PASSAGE:
A key idea behind network coding—that sending evidence about a message can be more useful at times than sending the message itself—originated with Claude Elwood Shannon in the late 1940s. At the time, Shannon worked for Bell Telephone Laboratories and was concerned about improving communications along copper telephone lines.

Communication is about reliably transferring information from one location to another. In Shannon's day, as today, achieving reliability was difficult because communications media were noisy. Voltage applied at one end of a copper phone line or a radio signal transmitted through air could be corrupted by noise in the environment as well as interference from other transmissions. As a result, the signal received usually differed from the one transmitted. Today, the problem often plagues cell phones, for example.

Communications system design therefore focuses largely on protecting transmitted signals from noise. Early systems were pretty simple. To increase the reliability with which a message was received, it was sent with more power (the equivalent of speaking louder in a noisy room) or the transmission was repeated. Increasing reliability required transmitting with ever more power or sending less and less new information per transmission.

(Referring expression pointing data)
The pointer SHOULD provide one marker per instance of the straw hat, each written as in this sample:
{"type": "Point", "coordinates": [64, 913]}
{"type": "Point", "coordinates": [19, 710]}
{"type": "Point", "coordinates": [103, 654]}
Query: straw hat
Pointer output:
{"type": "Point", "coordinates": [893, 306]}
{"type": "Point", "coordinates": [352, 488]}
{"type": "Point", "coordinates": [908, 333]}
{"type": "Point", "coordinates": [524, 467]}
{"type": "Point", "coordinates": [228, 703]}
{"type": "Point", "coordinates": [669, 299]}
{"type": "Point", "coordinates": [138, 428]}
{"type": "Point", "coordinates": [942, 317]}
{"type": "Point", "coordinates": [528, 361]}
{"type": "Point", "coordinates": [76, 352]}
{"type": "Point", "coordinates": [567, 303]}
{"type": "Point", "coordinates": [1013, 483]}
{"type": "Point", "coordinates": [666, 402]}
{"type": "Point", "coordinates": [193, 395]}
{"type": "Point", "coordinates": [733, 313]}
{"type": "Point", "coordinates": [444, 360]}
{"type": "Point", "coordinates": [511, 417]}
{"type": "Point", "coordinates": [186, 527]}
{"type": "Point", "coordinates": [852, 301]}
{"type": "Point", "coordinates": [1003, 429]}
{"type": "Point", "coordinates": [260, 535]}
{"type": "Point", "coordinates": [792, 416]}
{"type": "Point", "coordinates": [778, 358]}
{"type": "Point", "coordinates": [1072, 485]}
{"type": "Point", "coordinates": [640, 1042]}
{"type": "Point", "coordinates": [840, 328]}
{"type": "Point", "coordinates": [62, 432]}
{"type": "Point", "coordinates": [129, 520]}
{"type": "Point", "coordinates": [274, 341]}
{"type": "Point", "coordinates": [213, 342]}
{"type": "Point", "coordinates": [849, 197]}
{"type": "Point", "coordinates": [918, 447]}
==
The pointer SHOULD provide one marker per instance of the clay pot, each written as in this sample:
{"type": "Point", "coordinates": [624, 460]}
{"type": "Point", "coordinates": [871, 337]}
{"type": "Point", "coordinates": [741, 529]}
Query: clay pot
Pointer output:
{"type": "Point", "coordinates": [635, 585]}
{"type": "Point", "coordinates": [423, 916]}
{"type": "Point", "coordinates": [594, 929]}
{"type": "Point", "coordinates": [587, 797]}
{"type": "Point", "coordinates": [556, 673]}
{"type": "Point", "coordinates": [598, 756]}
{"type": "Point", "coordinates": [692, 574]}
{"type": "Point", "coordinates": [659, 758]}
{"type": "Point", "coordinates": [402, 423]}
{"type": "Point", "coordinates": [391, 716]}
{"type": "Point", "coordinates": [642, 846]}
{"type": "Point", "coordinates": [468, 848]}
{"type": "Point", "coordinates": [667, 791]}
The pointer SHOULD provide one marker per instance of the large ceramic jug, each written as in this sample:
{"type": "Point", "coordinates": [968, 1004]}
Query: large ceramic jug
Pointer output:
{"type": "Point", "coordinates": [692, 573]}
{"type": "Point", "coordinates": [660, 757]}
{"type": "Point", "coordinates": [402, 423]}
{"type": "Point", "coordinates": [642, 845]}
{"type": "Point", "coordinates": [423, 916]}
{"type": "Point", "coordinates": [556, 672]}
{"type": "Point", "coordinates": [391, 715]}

EXERCISE: Go on with the passage on network coding and Shannon's work on reliable communication, starting from the point where it stops.

RESPONSE:
Shannon, a mathematician and engineer, changed that in 1948, when he published a paper, "A Mathematical Theory of Communication," in the Bell System Technical Journal. In it he made a startling claim: increasing reliability does not require increasing power or decreasing the amount of new information sent per transmission. He proved that every channel has a fixed "capacity" for any given power budget. That capacity can be defined as the fraction of bits (0s and 1s) in the full data stream that can be used to convey new information reliably. The remainder of the bit stream is used to convey just enough evidence to allow us to correct any errors caused by noise in the environment. In other words, provided we remain below channel capacity, we can achieve greater reliability without increasing the fraction of the bit stream used to send evidence about the new information content.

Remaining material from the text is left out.